TEXTE DE LECTURE

III. LES TRAVAUX DE LA COMMISSION DES LOIS : UNE VALIDATION NÉCESSAIRE, JUSTIFIÉE PAR DES MOTIFS D'INTÉRÊT GÉNÉRAL
A. UNE VALIDATION NÉCESSAIRE : UN DISPOSITIF CONTRACTUEL FRAGILISÉ
Il convient de relever que l'annulation prononcée par le tribunal administratif de Paris a porté non pas sur le contrat de concession lui-même mais sur la décision du Premier ministre de signer ce contrat.
Or, conformément à une jurisprudence traditionnelle (Conseil d'État section, 9 novembre 1934, Chambre de commerce, d'industrie et d'agriculture de Tamatave ; 7 février 1936, département de la Creuse ; 20 janvier 1978, syndicat national de l'enseignement technique agricole public), la décision de passer le contrat est un acte détachable de celui-ci.
En dépit de l'annulation prononcée, le contrat de concession en lui-même est toujours en vigueur.
Il n'en demeure pas moins que le contrat se trouve désormais exposé à une très grande insécurité juridique.
D'une part, des tiers pourraient demander au juge de tirer les conséquences de ce premier jugement et de prononcer l'annulation du contrat.
D'autre part, le concessionnaire pourrait lui-même, le cas échéant, saisir le juge aux mêmes fins.
Il paraît, dans ces conditions, difficilement envisageable que le contrat de concession -dont la durée est de trente ans- puisse être exécuté dans des conditions satisfaisantes.
Une annulation du contrat lui-même impliquerait une nouvelle procédure nécessairement longue et complexe, donc difficilement compatible avec l'urgence de la réalisation de ce grand équipement sportif.
B. UNE VALIDATION JUSTIFIÉE PAR DES MOTIFS D'INTÉRÊT GÉNÉRAL
Votre Commission des Lois a examiné la mesure de validation soumise au Sénat avec le souci qu'elle soit conforme aux exigences constitutionnelles et qu'elle respecte en particulier l'indépendance des juridictions.
En effet, dans sa décision n° 80-119 du 22 juillet 1980, après avoir considéré qu'« qu'il résulte des dispositions de l'article 64 de la Constitution en ce qui concerne l'autorité judiciaire et des principes fondamentaux reconnus par les lois de la République en ce qui concerne, depuis la loi du 24 mai 1872, la juridiction administrative, que l'indépendance des juridictions est garantie ainsi que le caractère spécifique de leurs fonctions sur lesquelles ne peuvent empiéter ni le législateur, ni le Gouvernement » , le Conseil constitutionnel en a déduit qu'« il n'appartient ni au législateur ni au Gouvernement de censurer les décisions des juridictions, d'adresser à celles-ci des injonctions et de se substituer à elles dans le jugement des litiges relevant de leur compétence » .
Néanmoins, ces principes « ne s'opposent pas à ce que, dans l'exercice de sa compétence et au besoin, sauf en matière pénale, par la voie de dispositions rétroactives, le législateur modifie les règles que le juge a mission d'appliquer » .
Conformément à la jurisprudence du Conseil constitutionnel, l'intérêt général doit motiver une mesure de validation législative.

CONSIGNE
Poursuivez, s'il vous plaît, le texte ci-dessus sur la validation législative du contrat de concession, à partir de sa dernière phrase.

DONNÉES FOURNIES
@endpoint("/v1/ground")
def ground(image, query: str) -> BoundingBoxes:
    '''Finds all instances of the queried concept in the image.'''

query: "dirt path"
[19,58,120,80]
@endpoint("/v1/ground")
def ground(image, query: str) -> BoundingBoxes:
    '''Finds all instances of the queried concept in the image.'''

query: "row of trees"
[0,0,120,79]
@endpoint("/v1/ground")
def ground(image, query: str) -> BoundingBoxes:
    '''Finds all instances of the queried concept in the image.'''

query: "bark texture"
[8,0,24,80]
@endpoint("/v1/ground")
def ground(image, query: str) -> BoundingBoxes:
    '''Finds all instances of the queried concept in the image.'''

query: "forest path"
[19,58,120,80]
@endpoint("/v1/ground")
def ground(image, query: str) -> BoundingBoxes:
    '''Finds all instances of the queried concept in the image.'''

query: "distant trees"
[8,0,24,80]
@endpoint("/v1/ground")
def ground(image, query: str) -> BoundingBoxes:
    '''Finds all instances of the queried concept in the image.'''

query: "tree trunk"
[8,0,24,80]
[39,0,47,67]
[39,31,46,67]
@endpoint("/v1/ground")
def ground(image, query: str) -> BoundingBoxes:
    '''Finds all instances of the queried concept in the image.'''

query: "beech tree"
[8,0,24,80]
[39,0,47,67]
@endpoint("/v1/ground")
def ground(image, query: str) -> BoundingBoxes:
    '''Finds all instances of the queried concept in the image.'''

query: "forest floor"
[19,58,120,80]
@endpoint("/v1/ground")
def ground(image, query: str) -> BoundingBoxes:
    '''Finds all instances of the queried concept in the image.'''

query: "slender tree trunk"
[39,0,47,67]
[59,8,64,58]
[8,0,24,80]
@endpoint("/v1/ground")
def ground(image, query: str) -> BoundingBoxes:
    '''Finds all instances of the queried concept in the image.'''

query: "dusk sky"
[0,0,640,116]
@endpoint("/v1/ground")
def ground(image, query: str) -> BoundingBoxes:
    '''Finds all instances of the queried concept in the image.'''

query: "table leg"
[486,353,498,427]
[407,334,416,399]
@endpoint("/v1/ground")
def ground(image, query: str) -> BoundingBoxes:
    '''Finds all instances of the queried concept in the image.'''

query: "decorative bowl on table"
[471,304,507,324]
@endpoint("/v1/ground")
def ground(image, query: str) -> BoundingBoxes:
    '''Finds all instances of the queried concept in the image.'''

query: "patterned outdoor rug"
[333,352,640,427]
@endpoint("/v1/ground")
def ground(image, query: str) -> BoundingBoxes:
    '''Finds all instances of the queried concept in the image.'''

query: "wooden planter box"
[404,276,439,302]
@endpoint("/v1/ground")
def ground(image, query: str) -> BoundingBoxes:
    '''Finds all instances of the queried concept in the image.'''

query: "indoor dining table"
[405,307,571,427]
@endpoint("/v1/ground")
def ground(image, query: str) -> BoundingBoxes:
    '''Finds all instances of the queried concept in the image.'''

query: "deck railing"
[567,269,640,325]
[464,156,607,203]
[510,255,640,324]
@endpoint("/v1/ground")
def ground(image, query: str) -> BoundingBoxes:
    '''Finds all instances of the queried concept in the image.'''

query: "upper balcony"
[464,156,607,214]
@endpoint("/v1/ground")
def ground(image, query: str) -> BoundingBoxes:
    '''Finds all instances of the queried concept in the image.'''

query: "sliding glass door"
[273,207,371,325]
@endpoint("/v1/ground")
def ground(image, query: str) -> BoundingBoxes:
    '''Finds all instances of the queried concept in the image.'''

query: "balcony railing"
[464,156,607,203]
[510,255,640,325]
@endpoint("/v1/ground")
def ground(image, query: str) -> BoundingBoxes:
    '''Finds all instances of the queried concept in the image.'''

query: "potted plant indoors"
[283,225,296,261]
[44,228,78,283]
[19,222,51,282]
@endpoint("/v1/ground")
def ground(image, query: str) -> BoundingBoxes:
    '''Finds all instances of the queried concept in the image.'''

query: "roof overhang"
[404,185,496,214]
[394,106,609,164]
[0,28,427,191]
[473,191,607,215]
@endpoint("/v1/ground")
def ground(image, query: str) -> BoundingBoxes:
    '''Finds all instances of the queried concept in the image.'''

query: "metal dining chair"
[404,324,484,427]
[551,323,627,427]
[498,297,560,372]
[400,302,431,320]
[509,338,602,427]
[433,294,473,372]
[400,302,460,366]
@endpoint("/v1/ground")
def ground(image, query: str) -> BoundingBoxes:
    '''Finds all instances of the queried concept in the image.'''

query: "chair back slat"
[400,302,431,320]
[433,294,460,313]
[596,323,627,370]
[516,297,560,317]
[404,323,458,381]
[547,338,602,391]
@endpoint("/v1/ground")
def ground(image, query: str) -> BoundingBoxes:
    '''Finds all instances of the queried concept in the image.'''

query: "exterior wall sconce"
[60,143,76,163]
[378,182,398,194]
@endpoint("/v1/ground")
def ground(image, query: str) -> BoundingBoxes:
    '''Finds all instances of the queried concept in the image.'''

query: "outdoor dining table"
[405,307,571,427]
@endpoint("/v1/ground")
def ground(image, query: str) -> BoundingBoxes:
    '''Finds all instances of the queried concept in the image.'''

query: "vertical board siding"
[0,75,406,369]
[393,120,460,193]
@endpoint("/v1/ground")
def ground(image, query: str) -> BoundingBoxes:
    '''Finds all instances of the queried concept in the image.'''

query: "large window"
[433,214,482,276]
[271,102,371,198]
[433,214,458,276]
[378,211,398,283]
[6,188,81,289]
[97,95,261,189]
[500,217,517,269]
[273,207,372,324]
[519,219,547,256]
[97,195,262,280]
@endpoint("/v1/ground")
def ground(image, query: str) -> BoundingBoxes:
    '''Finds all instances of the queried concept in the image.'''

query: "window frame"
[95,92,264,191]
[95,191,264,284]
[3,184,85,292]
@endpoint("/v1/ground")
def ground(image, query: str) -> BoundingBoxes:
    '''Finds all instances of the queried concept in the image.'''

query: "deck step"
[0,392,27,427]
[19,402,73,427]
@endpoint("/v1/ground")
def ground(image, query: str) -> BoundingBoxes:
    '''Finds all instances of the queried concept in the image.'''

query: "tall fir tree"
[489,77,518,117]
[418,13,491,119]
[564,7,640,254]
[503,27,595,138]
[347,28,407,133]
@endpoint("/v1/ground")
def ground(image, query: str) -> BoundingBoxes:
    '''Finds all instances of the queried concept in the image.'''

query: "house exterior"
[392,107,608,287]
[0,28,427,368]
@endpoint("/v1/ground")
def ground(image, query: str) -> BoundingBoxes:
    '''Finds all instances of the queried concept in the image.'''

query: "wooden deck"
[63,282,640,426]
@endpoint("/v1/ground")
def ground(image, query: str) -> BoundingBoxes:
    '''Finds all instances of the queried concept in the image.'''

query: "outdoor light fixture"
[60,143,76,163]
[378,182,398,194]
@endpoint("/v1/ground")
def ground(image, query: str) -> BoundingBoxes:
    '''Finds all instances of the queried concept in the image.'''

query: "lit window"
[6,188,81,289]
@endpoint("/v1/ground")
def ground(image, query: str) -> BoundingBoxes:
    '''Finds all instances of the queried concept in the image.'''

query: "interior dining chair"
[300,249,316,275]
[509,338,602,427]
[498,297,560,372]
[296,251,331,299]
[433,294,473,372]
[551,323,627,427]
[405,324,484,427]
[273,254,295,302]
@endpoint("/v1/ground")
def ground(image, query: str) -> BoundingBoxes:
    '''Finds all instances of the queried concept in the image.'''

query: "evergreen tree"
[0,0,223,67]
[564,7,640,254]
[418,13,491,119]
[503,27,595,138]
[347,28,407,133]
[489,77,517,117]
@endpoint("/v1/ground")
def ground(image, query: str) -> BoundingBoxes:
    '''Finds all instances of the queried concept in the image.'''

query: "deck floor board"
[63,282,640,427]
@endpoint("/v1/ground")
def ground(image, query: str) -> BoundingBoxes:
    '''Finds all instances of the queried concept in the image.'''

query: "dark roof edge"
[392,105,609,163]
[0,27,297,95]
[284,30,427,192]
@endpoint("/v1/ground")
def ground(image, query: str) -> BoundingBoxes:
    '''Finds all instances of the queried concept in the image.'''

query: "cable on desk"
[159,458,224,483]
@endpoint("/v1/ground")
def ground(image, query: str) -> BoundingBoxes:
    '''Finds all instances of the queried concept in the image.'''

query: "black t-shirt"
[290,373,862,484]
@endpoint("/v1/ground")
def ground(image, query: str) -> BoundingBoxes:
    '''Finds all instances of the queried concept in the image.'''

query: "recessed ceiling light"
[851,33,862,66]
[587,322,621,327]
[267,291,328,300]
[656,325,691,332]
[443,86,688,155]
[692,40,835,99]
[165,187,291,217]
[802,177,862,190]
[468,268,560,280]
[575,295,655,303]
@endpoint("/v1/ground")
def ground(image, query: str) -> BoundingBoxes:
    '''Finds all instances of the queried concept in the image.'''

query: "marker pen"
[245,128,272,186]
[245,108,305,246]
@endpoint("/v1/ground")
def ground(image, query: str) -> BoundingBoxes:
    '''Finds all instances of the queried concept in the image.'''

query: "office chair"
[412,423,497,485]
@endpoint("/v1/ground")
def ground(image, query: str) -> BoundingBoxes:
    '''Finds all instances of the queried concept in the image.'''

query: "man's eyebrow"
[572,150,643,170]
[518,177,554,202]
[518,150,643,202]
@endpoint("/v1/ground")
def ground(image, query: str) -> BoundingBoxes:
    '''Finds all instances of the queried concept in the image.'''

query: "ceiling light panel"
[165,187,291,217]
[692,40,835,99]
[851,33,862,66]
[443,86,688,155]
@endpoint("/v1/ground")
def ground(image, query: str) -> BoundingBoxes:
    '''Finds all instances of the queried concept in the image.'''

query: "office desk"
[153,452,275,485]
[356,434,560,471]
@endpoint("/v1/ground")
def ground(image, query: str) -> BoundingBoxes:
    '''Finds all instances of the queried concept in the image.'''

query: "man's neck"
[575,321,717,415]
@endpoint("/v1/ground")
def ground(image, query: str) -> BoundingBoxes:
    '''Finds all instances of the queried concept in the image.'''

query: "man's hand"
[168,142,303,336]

RÉSULTAT
À lui seul, l'intérêt financier ne suffit pas à motiver une telle validation (Décisions n° 93-332 DC du 13 janvier 1994; n° 95-369 du 28 décembre 1995; n° 96-375 DC du 9 avril 1996).
En ce qui concerne la concession du Stade de France à Saint-Denis, la validation proposée repose sur des motifs d'intérêt général qui dépassent largement les seuls aspects financiers même si ceux-ci sont loin d'être négligeables.
En effet, faute d'une telle validation, l'engagement pris par l'État auprès de la Fédération internationale de football (FIFA) de construire un stade de 80 000 places serait compromis.
Rappelons que c'est sous cette condition que l'organisation de la prochaine coupe du monde de football a été confiée à la France.
Comment admettre le risque que notre pays ne soit pas en mesure de tenir cet engagement majeur devant la communauté internationale ?
C'est bien l'image même de la France dans le monde que l'accueil de cette manifestation sportive tend à promouvoir qui serait mise en cause. Conscient de cet enjeu et de la place qui serait celle du Stade de France dans l'ensemble des équipements sportifs de notre pays, le législateur a lui-même tenu à le qualifier d'équipement sportif d'intérêt national ( article premier de la loi du 31 décembre 1993 précitée).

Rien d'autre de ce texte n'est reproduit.